* What you will do: Copy word for word the stretch of the records below, from the line containing "of the thread" through the end of the records.

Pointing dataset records
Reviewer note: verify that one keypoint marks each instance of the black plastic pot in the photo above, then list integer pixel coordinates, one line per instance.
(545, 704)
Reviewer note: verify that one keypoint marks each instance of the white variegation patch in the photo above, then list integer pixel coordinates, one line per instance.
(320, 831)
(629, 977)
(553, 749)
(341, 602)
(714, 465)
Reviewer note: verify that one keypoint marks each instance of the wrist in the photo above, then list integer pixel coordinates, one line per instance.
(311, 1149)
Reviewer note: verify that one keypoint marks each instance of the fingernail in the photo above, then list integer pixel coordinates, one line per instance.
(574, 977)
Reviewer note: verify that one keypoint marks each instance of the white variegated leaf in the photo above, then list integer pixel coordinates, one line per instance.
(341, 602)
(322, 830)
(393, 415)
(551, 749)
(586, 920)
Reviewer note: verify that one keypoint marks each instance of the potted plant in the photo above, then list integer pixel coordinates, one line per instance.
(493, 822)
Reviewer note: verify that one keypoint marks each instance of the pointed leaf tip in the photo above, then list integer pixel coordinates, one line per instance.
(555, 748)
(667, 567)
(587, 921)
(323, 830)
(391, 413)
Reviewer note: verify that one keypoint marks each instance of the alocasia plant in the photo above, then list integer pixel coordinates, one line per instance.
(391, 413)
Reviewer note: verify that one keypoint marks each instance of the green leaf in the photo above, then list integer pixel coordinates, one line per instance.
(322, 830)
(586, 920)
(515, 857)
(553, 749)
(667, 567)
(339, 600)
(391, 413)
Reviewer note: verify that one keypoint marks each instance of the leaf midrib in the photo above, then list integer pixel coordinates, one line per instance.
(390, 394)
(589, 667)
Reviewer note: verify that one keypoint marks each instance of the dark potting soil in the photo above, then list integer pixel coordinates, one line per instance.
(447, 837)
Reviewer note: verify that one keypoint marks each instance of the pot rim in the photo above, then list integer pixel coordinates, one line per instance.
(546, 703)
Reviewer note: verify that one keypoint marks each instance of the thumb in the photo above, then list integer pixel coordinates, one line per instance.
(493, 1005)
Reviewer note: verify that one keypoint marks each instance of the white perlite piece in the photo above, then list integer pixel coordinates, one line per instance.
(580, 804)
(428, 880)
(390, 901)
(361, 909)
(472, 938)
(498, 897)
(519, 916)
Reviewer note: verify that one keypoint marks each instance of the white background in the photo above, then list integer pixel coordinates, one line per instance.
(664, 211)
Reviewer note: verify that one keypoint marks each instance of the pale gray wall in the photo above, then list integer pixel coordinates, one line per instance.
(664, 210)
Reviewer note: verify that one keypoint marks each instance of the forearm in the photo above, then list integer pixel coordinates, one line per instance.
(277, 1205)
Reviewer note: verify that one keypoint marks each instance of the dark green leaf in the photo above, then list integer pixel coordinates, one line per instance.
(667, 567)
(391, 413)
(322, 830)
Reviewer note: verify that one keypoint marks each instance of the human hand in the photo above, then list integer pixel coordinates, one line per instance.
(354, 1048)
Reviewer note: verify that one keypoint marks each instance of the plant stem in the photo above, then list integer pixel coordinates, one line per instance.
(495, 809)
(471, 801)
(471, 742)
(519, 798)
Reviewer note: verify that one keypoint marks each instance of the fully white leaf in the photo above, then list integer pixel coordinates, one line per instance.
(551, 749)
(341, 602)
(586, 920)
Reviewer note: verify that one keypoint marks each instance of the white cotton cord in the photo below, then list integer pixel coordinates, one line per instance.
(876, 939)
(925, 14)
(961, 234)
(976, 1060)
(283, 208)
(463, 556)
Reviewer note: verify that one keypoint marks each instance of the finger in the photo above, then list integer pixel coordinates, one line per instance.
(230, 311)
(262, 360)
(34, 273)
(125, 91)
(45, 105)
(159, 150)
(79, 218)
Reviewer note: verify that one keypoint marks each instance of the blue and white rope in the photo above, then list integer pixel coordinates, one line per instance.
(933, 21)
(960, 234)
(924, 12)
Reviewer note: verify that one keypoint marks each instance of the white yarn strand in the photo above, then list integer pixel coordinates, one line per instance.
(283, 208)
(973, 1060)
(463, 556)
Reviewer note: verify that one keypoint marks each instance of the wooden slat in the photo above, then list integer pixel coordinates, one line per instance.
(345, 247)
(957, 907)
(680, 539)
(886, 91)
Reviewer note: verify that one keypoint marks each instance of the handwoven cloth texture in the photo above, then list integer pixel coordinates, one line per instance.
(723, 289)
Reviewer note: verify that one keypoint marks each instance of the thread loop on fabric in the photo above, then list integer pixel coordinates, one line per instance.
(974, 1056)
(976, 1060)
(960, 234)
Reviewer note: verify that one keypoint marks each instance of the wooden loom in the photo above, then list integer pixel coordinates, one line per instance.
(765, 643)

* The solution:
Reviewer note: verify that one keypoint marks each instance of the thread loop on fabric in the photo above, then list integer pixel coordinates, one line per instance.
(974, 1056)
(976, 1060)
(960, 234)
Reviewer note: verify that one keypoint marks each instance of the wooden loom in the photo above, then list integer pixel coordinates, one line per instance.
(765, 643)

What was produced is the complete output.